Exercise:
Give back the records below exactly, every one, with no pictures.

Records shown:
_ _ _

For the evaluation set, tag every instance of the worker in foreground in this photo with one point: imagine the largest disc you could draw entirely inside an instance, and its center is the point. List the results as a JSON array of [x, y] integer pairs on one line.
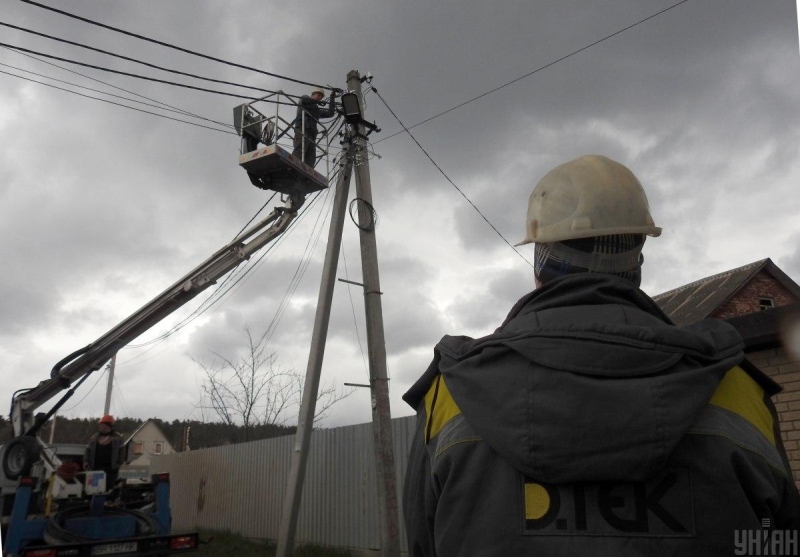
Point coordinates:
[[309, 113], [105, 451], [587, 423]]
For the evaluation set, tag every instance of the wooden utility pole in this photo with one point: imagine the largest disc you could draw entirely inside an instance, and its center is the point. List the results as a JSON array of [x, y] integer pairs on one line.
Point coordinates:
[[111, 366], [376, 345], [305, 423]]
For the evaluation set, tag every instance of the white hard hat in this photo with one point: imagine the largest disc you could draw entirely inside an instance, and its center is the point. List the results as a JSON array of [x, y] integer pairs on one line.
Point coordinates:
[[589, 196]]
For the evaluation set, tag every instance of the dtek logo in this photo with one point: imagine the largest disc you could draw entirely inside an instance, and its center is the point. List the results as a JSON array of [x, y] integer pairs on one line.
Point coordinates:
[[661, 507]]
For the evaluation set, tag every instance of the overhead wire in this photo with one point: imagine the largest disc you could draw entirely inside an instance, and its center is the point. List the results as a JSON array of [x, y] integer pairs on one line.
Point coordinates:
[[176, 111], [168, 45], [473, 99], [86, 395], [439, 168], [137, 61], [186, 112], [243, 270], [353, 308], [144, 77], [221, 292], [300, 270], [117, 104]]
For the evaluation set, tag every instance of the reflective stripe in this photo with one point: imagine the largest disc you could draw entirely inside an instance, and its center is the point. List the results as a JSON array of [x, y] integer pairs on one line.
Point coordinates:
[[739, 393], [724, 423], [440, 408], [455, 431]]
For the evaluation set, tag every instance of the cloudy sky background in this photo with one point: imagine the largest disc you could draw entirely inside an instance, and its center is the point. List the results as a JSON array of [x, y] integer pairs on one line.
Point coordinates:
[[102, 207]]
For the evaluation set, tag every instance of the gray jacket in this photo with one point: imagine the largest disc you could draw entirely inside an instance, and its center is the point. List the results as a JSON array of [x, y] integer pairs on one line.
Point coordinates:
[[588, 424], [119, 451]]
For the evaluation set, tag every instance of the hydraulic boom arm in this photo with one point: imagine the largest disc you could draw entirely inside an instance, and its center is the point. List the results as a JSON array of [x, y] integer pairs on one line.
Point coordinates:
[[92, 357]]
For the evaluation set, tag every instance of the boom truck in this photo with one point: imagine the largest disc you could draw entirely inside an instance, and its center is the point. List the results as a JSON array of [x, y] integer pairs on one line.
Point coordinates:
[[46, 513]]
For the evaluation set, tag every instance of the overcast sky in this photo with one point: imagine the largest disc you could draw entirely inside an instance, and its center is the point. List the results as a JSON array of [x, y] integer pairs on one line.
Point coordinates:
[[102, 207]]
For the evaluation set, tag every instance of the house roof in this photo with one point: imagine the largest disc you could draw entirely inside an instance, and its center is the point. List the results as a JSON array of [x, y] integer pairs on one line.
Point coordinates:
[[138, 429], [764, 329], [697, 300]]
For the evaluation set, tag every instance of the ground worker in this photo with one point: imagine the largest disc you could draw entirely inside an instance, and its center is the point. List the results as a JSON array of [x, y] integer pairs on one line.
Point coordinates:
[[106, 451], [587, 423], [309, 113]]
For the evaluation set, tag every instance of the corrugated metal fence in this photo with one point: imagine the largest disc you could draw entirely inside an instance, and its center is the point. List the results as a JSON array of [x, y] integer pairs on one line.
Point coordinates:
[[241, 487]]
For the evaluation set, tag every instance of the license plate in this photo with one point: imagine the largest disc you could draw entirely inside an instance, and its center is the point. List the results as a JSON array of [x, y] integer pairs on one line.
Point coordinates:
[[114, 548]]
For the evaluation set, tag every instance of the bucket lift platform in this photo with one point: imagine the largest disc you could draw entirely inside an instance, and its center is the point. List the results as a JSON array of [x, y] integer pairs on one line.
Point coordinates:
[[269, 165], [274, 168]]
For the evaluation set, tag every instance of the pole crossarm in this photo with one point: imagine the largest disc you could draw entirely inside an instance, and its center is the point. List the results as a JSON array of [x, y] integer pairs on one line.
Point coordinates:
[[190, 285]]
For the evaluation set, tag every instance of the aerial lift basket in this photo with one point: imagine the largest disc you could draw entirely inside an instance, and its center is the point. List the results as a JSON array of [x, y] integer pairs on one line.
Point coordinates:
[[271, 166]]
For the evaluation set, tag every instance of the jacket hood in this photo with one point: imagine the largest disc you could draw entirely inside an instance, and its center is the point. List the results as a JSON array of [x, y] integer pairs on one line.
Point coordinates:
[[586, 380]]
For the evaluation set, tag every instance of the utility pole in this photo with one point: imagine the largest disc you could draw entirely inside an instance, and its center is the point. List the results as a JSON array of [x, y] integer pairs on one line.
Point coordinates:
[[305, 422], [376, 345], [111, 366], [53, 429]]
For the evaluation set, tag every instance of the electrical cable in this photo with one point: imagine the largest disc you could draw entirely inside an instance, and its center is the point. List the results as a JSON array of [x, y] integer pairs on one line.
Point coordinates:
[[530, 73], [213, 299], [186, 112], [254, 216], [137, 61], [353, 308], [439, 168], [372, 212], [86, 395], [118, 104], [168, 45], [176, 111], [299, 272], [137, 76]]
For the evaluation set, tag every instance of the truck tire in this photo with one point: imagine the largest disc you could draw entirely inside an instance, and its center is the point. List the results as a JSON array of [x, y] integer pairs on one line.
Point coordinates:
[[19, 456]]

_ _ _

Result:
For the evaluation set, tag every instance of the worker in foreground in this photo with one point: imagine the largest disc you could draw entirely inside an instance, and its center is the point. List the results as a JSON array of [x, y] integer pairs on one line.
Point coordinates:
[[309, 113], [105, 451], [587, 423]]
For the evaluation set, tag every instance of the wooden utility pole in this photo with one point: imagine the largest disc you could draw entirely inside an instance, and its center is the point. List the results as a JSON array of [x, y] integer pairs on one line.
Point coordinates:
[[111, 366], [376, 345], [305, 423]]
For the evaluation set, tag every instance of the white hard hat in this photo with one point: imagine the largest disc you could draw entirely inside an instance, and its center is the point. List the results as a JSON array of [x, y] integer pairs on one line.
Point coordinates:
[[589, 196]]
For the evaluation set, tag every instance of the dtek logo in this photo with one point: imagine the largest disc you could draw entirely inside an instance, and its center is the point. List the results as a JSON array of [x, y] integer pairs on one line.
Point coordinates:
[[661, 507]]
For the evaluation set, tag every instance of the overhead wire in this photo with one point: imagine the largest disc you could draw entirely inside an instance, and its center is the point. List the results as a JSON array of [x, y] integer pairs on one line.
Point coordinates:
[[176, 111], [168, 45], [473, 99], [86, 395], [439, 168], [137, 61], [186, 112], [243, 270], [353, 308], [144, 77], [221, 292], [300, 270], [117, 104]]
For the evaluation set, tag every instance of the reflective stripe in this photo with one point: imagine the largest disc you could draw entirely inside an instance, and its center is the point. List the results as a JSON array of [x, y] integer pairs on one line.
Point coordinates:
[[739, 393], [724, 423], [440, 408], [455, 431]]
For the evaluation set, tag every instance of the cloudy sky background in this photo with one point: imagine the largest disc you could draw entirely inside an instance, and its center is the point. List the results as a JSON array of [x, y] integer pairs on one line.
Point coordinates:
[[102, 207]]
For the evaluation set, tag every instance of the gray jacket in this photo with one point: imagine the largest disc you could draw entirely inside an instance, and its center is the point. List the results as a JSON array of [x, y] integer pairs on one line.
Point coordinates:
[[588, 424], [119, 451]]
For the evaluation set, tag every instance of the hydraulic boom arm in this photo with one point: imagine the largest disc you could draw entirely inside an instance, and its center is the point. List the results as a JSON array of [x, y] integer pairs on one line.
Point coordinates:
[[92, 357]]
For the evaluation set, tag every instance of the boom truck in this photo with one point: imagine the largest disc you could draw entirely inside an instance, and its center is the point. List the results as a JSON array of [x, y] integer pairs on one line.
Point coordinates:
[[46, 513]]
For the evaluation set, tag every instance of the overcast sky in this photo with one point: imagine the largest disc you could draw entirely inside an instance, and its center is the point. List the results as a JSON array of [x, y] integer pairs on one line.
Point coordinates:
[[102, 207]]
For the evaluation set, tag every instance of the house roof in this photo with one point: imagine the largest disc you could draw entirely inside an instance, and its center is the point. List the results as a JSON array of [x, y] integer pairs on one line.
Point coordinates:
[[138, 429], [764, 329], [697, 300]]
For the evaluation set, tag every instance of the ground worker in this photo with one point: imagine the largest disc you could draw entirely inside an instance, and its center is the point. List the results as a JSON array of [x, y] integer pairs on one line.
Point coordinates:
[[106, 451], [587, 423], [309, 113]]
For the evaluation set, tag every instance of the corrugated metal fence in this photo with one point: imagine the largest disc you could draw entirely inside an instance, and its center is the point. List the results as a JSON array of [x, y] integer pairs on one line.
Point coordinates:
[[241, 487]]
For the evaluation set, tag every instance of the license plate in this photo with one point: imagine the largest disc you could draw entirely inside an instance, and its center is the point. List the results as a JSON array of [x, y] integer pairs on one line.
Point coordinates:
[[114, 548]]
For the evaluation set, tag every instance of the bucket lift platform in this photo with one point: imagine the largest disc you could draw entirely inside an instance, and its center is the point. List the results as a JSON array of [x, y] integer pairs on one line.
Point coordinates:
[[269, 165], [274, 168]]
For the evaluation set, tag every instance of the pole crossarm in this photo with one point: imagine the largest disc you could draw entirely inside an instance, and its center is the point. List the results as a JSON array of [x, y] integer pairs on one line.
Point coordinates:
[[190, 285]]
For the evaluation set, tag every instance of the aerial lift basket in this photo with one point: imagine the largest disc you could draw entirely inside an instance, and its center is the point. List the results as a JSON array of [x, y] integer pairs on one line.
Point coordinates:
[[271, 166]]
For the evaluation set, tag every instance of the jacket hood in this photo with one point: imagine the largest disc you could draw entirely inside an instance, and its center is the point. List the results as a JSON array of [x, y] integer pairs on one line.
Point coordinates:
[[586, 380]]
For the evaluation set, tag every instance of the utility pole in this photo with one point: imagine the largest disc you could draw entirely inside an instance, and its center is the point. List the results as a JSON array of [x, y] integer pairs on one line.
Point coordinates:
[[305, 422], [376, 345], [111, 366], [53, 429]]
For the evaluation set, tag every instance of the electrical cable in this photo with one point: imagine the largest disc you could draw entirely inside an instance, and its center is the point. List the results as a JSON array of [x, y] integer pairs on one line.
Point coordinates:
[[530, 73], [213, 299], [186, 112], [254, 216], [137, 61], [353, 308], [439, 168], [372, 212], [86, 395], [118, 104], [168, 45], [176, 111], [299, 272], [137, 76]]
For the evaluation set, tag every instance of the truck tire in this photo with one point: imagine the largest disc you could draw entirely inside an instance, and its center is the point. List the results as a JSON array of [x, y] integer pairs on one line.
Point coordinates:
[[19, 456]]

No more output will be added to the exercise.